## [Tugas A]
Terjemahkan kalimat dari teks berita berikut ini ke dalam bahasa Inggris: "Untuk itu, Aria Bima meminta Rocky harus mampu membuktikan bahwa yang dikatakannya adalah argumen."
## [Tugas B]
Ganti "argumen" dengan "dalil" pada bagian teks berita di antara "Legislator dari Daerah" dan "Kompas.com, Selasa (1/8/2023).", termasuk kedua batas tersebut. Tuliskan bagian itu setelah penggantian.
━━ Teks Berita
KOMPAS.com – Anggota Dewan Perwakilan Rakyat (DPR) Republik Indonesia (RI) dari Fraksi Partai Demokrasi Indonesia Perjuangan (PDI-P), Aria Bima merespons soal pernyataan Rocky Gerung yang viral belakangan ini.
Legislator dari Daerah Pemilihan (Dapil) Jawa Tengah (Jateng) V ini mengatakan, sebenarnya kritik Rocky Gerung terhadap penolakan kebijakan Presiden Joko Widodo (Jokowi) dalam rangka pembangunan Ibu Kota Nusantara (IKN) sah-sah saja disampaikan asalkan berdasarkan argumen.
“(Kalau) kalimatnya ‘Presiden Jokowi keliru atau langkah presiden salah karena kondisi fiskal dan lain-lain,’ maka itu adalah argumen, dan negara harus menghormatinya,” ujar Aria Bima.
“Namun demikian, kalau yang dikatakan Rocky bahwa Presiden Jokowi seorang ‘bajingan yang tolol,’ itu bukan lagi argumen, melainkan sentimen,” kata Aria Bima dalam siaran pers yang diterima Kompas.com, Selasa (1/8/2023).
Untuk itu, Aria Bima meminta Rocky harus mampu membuktikan bahwa yang dikatakannya adalah argumen. Sebab, dirinya sangat kesulitan untuk tidak mengatakan bahwa yang dilontarkan Rocky adalah hinaan berdasarkan kebencian dan sentimen.
━━━━
━━ Informasi Ditampilkan
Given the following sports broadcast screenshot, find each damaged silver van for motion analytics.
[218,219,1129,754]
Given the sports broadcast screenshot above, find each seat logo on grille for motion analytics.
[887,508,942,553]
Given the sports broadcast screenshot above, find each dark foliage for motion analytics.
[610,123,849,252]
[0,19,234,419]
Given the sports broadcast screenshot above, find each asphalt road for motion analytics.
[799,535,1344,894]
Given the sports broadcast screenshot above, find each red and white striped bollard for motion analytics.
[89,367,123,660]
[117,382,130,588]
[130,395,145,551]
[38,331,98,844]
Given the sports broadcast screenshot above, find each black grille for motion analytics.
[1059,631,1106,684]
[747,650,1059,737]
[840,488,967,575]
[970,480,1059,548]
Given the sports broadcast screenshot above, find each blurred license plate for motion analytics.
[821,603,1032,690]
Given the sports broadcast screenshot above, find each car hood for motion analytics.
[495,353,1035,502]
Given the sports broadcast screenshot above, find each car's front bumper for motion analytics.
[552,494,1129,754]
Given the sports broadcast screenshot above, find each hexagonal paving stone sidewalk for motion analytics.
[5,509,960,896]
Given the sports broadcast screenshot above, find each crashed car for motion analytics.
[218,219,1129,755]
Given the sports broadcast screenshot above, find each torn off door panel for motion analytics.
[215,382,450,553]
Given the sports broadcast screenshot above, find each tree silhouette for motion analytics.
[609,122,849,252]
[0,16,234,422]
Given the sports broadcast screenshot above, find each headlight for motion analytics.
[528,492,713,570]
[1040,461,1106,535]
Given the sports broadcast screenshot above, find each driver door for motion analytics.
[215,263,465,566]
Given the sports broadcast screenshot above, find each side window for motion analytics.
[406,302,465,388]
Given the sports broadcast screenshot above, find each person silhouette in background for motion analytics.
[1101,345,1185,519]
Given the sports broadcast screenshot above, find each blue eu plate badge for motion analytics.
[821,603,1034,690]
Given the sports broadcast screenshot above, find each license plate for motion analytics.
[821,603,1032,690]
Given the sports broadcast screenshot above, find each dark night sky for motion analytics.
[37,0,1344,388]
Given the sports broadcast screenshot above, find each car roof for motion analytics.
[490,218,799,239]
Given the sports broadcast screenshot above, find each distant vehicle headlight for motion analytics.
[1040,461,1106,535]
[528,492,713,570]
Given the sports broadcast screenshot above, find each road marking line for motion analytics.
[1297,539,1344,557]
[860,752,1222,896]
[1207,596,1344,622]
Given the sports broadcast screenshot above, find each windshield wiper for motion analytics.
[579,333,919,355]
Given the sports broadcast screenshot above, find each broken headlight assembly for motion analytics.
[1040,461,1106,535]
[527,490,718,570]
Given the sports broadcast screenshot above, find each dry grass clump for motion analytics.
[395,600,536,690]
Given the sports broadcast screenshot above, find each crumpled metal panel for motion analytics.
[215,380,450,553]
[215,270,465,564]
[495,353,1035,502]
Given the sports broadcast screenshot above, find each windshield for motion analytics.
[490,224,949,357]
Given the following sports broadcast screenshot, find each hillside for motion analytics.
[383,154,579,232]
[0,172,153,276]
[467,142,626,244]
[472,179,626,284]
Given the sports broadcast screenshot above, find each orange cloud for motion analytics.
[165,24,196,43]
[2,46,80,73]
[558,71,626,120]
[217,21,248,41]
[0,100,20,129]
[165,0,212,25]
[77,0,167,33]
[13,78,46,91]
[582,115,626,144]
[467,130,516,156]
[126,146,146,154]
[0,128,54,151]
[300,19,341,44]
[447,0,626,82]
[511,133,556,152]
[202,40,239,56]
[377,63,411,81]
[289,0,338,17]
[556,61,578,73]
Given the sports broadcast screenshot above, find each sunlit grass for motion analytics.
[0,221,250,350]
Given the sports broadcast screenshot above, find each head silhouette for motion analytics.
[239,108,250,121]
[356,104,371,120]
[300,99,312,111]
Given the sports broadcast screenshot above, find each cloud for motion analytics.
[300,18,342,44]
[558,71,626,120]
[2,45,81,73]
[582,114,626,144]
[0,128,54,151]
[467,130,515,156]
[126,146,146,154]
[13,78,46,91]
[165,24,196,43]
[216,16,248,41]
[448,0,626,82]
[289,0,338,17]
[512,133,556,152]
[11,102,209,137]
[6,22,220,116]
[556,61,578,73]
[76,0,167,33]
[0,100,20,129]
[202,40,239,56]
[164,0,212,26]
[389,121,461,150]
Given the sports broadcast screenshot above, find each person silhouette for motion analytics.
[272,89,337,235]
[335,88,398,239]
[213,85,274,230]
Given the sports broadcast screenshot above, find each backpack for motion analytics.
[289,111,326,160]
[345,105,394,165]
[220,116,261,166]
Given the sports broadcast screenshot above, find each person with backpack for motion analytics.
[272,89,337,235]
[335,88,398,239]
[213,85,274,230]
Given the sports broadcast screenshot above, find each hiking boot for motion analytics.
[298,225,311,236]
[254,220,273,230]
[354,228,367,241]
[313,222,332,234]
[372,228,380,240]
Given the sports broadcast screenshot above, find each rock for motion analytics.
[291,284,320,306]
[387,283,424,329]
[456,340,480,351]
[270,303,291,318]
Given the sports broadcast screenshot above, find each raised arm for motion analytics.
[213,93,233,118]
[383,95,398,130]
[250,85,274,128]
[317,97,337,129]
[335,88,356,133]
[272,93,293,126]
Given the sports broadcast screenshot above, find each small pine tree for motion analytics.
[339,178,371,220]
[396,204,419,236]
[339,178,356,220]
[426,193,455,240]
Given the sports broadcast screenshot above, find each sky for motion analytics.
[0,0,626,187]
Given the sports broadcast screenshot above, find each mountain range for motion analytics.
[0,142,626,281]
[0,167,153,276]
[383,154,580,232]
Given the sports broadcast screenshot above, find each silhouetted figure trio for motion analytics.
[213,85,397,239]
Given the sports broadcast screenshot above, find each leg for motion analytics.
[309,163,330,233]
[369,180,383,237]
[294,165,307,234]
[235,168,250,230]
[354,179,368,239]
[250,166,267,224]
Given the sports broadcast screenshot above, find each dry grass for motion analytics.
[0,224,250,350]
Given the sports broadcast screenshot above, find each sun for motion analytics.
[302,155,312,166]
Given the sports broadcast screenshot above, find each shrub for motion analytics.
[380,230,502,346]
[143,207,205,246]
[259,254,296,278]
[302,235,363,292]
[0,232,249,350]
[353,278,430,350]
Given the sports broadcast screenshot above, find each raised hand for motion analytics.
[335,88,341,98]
━━━━
## [Jawaban Anda A]
To that end, Aria Bima demanded that Rocky must be able to prove that what he said was an argument.

## [Jawaban Anda B]
Legislator dari Daerah Pemilihan (Dapil) Jawa Tengah (Jateng) V ini mengatakan, sebenarnya kritik Rocky Gerung terhadap penolakan kebijakan Presiden Joko Widodo (Jokowi) dalam rangka pembangunan Ibu Kota Nusantara (IKN) sah-sah saja disampaikan asalkan berdasarkan dalil.
“(Kalau) kalimatnya ‘Presiden Jokowi keliru atau langkah presiden salah karena kondisi fiskal dan lain-lain,’ maka itu adalah dalil, dan negara harus menghormatinya,” ujar Aria Bima.
“Namun demikian, kalau yang dikatakan Rocky bahwa Presiden Jokowi seorang ‘bajingan yang tolol,’ itu bukan lagi dalil, melainkan sentimen,” kata Aria Bima dalam siaran pers yang diterima Kompas.com, Selasa (1/8/2023).